# WHAT THIS TASK INVOLVES
Could you copy the records below exactly, leaving out any pictures?

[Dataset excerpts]
:::::

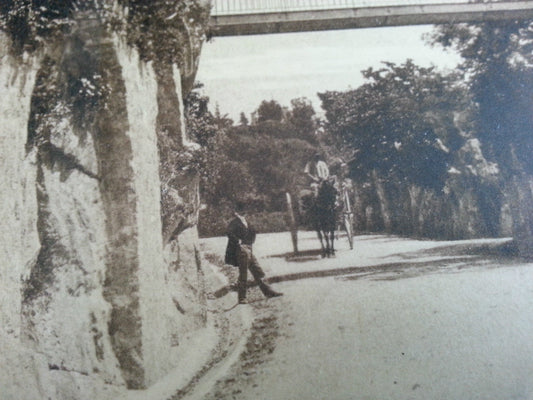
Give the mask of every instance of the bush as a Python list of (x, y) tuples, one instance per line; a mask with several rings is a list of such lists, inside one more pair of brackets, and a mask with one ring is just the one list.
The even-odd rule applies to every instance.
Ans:
[(285, 232), (289, 229), (284, 212), (262, 212), (248, 217), (257, 233)]
[[(232, 212), (226, 210), (205, 209), (200, 212), (198, 232), (200, 237), (225, 236), (226, 227)], [(285, 232), (288, 228), (287, 214), (283, 212), (261, 212), (250, 214), (247, 220), (257, 233)]]

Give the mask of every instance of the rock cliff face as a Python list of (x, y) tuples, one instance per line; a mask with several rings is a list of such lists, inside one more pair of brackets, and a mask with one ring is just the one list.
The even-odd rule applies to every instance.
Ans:
[(506, 182), (506, 197), (512, 216), (512, 230), (520, 255), (533, 259), (533, 176), (525, 171), (511, 147), (513, 174)]
[[(0, 251), (0, 279), (2, 290), (0, 307), (0, 349), (2, 368), (0, 387), (2, 396), (15, 399), (18, 393), (27, 398), (39, 398), (37, 373), (45, 361), (20, 344), (21, 337), (21, 278), (27, 277), (30, 265), (39, 249), (36, 230), (37, 204), (35, 196), (35, 168), (33, 157), (26, 157), (25, 142), (30, 99), (35, 81), (32, 61), (11, 59), (7, 40), (1, 37), (0, 65), (0, 165), (2, 190), (0, 208), (2, 240)], [(31, 372), (26, 372), (30, 370)], [(27, 389), (24, 390), (24, 387)], [(19, 397), (20, 398), (20, 397)]]
[(206, 324), (198, 179), (161, 181), (188, 146), (180, 71), (91, 18), (31, 57), (1, 39), (1, 397), (145, 388)]
[(504, 201), (500, 193), (497, 164), (485, 159), (477, 139), (467, 140), (456, 158), (459, 169), (450, 168), (446, 185), (438, 192), (385, 184), (374, 174), (371, 185), (356, 187), (356, 228), (447, 240), (511, 236), (511, 201)]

:::::

# ANSWER TO THIS PROBLEM
Give the mask of every instance of the bush as a Python list of (x, y) tuples, one instance per line; a mask with several rings is a list of such lists, inside one more pair of brackets, and a mask with one ring is just the one list.
The even-odd rule applies to every instance.
Ans:
[(285, 232), (289, 229), (284, 212), (262, 212), (248, 217), (257, 233)]
[[(232, 212), (226, 210), (205, 209), (200, 212), (198, 232), (200, 237), (225, 236), (226, 227)], [(285, 232), (288, 228), (287, 214), (283, 212), (261, 212), (250, 214), (247, 220), (257, 233)]]

Give the mask of every instance of the rock cliff face as a Python list of (x, y) tuples, one instance per line; a mask with several rings is a list of such lists, inside one more pair of brackets, and a mask with one ring is just the one list.
The even-odd rule applies to every instance.
Ans:
[(506, 182), (506, 197), (512, 216), (512, 230), (520, 255), (533, 259), (533, 176), (525, 171), (511, 147), (513, 174)]
[[(0, 251), (0, 279), (2, 290), (0, 307), (0, 349), (2, 368), (0, 387), (2, 396), (15, 399), (18, 393), (27, 398), (39, 398), (37, 373), (45, 361), (20, 344), (21, 337), (21, 278), (27, 277), (30, 265), (39, 249), (36, 230), (37, 204), (35, 196), (35, 168), (33, 157), (26, 157), (25, 142), (30, 99), (35, 81), (32, 61), (11, 59), (7, 40), (1, 37), (0, 65), (0, 165), (2, 190), (0, 208), (2, 240)], [(31, 372), (26, 372), (30, 370)], [(27, 389), (24, 390), (24, 387)], [(19, 397), (20, 398), (20, 397)]]
[(206, 324), (198, 179), (161, 181), (188, 146), (180, 71), (91, 18), (31, 57), (1, 39), (1, 397), (145, 388)]
[(504, 201), (500, 193), (497, 164), (485, 159), (477, 139), (467, 140), (456, 158), (459, 169), (450, 168), (446, 185), (438, 192), (385, 184), (374, 174), (371, 185), (356, 187), (356, 228), (447, 240), (511, 236), (511, 201)]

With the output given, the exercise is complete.